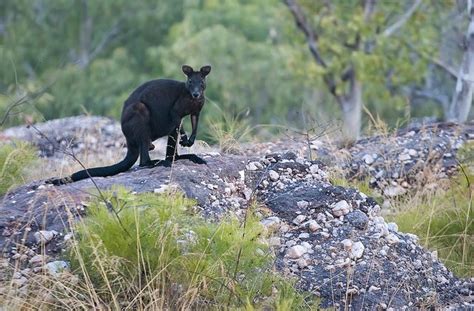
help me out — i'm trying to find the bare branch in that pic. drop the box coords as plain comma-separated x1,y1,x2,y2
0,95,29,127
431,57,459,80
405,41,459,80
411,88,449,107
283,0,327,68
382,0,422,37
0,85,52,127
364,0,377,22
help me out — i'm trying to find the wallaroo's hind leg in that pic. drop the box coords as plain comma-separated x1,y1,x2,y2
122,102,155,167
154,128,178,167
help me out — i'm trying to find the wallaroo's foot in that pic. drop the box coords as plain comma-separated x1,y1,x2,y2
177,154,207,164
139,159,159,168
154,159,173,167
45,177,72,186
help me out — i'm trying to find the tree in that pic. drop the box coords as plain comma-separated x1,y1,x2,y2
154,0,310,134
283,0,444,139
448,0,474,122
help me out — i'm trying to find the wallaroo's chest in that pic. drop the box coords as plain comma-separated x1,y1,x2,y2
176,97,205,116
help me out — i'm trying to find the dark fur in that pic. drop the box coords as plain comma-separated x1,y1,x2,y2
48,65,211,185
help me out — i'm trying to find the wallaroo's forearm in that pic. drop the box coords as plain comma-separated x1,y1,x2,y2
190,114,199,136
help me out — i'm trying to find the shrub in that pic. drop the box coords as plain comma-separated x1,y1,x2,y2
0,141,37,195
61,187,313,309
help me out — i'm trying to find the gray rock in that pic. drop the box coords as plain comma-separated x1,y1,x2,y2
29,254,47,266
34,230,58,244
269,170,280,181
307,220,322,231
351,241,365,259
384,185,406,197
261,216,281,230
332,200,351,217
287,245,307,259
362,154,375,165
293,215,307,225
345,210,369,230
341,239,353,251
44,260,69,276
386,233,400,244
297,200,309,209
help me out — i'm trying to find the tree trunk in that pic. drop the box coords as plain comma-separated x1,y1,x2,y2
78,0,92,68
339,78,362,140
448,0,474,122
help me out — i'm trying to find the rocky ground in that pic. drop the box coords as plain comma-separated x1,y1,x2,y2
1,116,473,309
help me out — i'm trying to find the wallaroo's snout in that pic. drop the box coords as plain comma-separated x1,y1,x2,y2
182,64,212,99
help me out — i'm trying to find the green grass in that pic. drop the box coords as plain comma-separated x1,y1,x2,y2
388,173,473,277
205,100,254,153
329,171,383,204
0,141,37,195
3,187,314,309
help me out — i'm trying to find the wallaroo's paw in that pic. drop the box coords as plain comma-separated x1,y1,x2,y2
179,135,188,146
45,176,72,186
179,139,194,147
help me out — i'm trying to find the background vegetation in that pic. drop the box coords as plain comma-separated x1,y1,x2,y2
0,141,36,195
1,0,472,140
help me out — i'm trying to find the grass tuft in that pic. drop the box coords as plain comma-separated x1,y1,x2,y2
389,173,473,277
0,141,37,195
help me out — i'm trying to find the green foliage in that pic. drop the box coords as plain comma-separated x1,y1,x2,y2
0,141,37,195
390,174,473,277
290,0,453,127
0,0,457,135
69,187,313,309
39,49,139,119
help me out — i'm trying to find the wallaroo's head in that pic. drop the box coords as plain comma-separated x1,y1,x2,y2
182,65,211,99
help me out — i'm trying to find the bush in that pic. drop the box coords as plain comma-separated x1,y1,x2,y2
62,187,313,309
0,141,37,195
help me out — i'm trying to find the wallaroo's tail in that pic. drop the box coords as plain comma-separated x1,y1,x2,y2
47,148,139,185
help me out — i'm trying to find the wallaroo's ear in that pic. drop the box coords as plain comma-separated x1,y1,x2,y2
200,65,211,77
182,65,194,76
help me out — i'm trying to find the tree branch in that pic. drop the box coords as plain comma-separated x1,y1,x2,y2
----
*TASK PROMPT*: Everything in the data above, apart from the pictures, should be retyped exactly.

*TASK SOLUTION*:
help me out — i'm trying to find the bare branch in that pic. drop the box coords as plain comma-separated x1,y1,x2,y2
0,95,29,127
431,57,459,80
405,41,459,80
411,88,449,107
283,0,327,68
382,0,422,37
0,85,52,127
364,0,377,22
help me out — i'm trying to find the wallaroo's hind leg in that pic. drop the box coords as plain comma-separated x1,y1,x2,y2
122,102,155,167
154,128,178,167
help me out — i'm trying to find the wallaroo's foot in that pic. drop the box coords as plain comma-separated x1,y1,x2,y2
177,154,207,164
139,159,159,168
154,159,173,167
45,177,72,186
help me out — i'm trying to find the tree in that pic. drop the box coords as plain comma-separated x1,y1,x2,y2
154,0,310,134
283,0,444,139
448,0,474,122
help me out — i'm trying to find the wallaroo's chest in that pic. drop the box coords as plain comma-separated x1,y1,x2,y2
176,97,205,116
help me out — i'm trying to find the dark fur in that pic. drop the box coords as plain comma-separated x1,y1,x2,y2
48,65,211,185
help me out — i'm trying to find the wallaroo's forearm in that pic. drop the box coords as plain comma-separated x1,y1,x2,y2
190,114,199,136
help me out — i'm trying to find the shrub in that pic. drop the box coords as plain comma-separated x1,y1,x2,y2
0,141,37,195
61,187,313,309
help me out — i'm trying to find the gray rock in that pic. drop the box coords as plain comma-separated x1,y1,x2,y2
29,254,47,266
34,230,58,244
269,170,280,181
307,220,322,231
351,241,365,259
384,185,406,197
261,216,281,230
332,200,351,217
287,245,307,259
362,154,375,165
293,215,307,225
345,210,369,230
341,239,353,251
44,260,69,276
386,233,400,244
297,200,309,209
help me out — i'm trying to find the tree trunk in that pic. drop the box coords as plain comma-separated x1,y1,x2,y2
78,0,92,68
339,78,362,140
448,0,474,122
help me out — i'm trying to find the rocky ground in that pic. drop the box coords as plain comma-separated x1,y1,x2,y2
1,116,473,309
help me out — i'm trying to find the wallaroo's snout in that pic. drop the box coords as plain comma-separated x1,y1,x2,y2
182,64,212,99
help me out — i'm trying to find the green grass in that pic. drop the box coords as plain comma-separated x1,y1,x2,y2
388,173,473,277
205,100,254,153
329,171,383,204
0,141,37,195
3,187,314,309
help me out — i'm trying to find the wallaroo's paw in that pic. drop the box coords as plain comma-separated x1,y1,x2,y2
179,135,188,146
45,176,72,186
179,139,194,147
help me out — i'm trying to find the background vegetation in that pic. drop the box coords as plain comma-separated x1,y1,x2,y2
0,141,36,195
1,0,472,140
help me out — i'm trying to find the grass tuft in that pic. drop the box coords as plain comma-separated x1,y1,x2,y2
389,173,473,277
0,141,37,195
help me out — i'm trying to find the green foliage in that pic. drop the box coords as plain comma-separated x1,y1,x2,y2
0,141,37,195
390,174,473,277
290,0,453,127
0,0,457,135
69,187,313,309
39,49,139,119
help me out — i'm trying to find the wallaroo's head in that pic. drop the box coords as plain comma-separated x1,y1,x2,y2
182,65,211,99
help me out — i'm trying to find the bush in that pic. drop the box coords as plain comma-separated x1,y1,x2,y2
62,187,313,309
0,141,37,195
help me out — i'm trying to find the wallaroo's tail in that pic. drop the box coords as plain comma-separated x1,y1,x2,y2
47,148,139,185
help me out — i'm trying to find the wallaroo's ear in that pic. drop the box coords as plain comma-separated x1,y1,x2,y2
200,65,211,77
182,65,194,76
help me out — i'm trying to find the tree branch in that pic. drop the box coords as plain comma-separated x1,y1,x2,y2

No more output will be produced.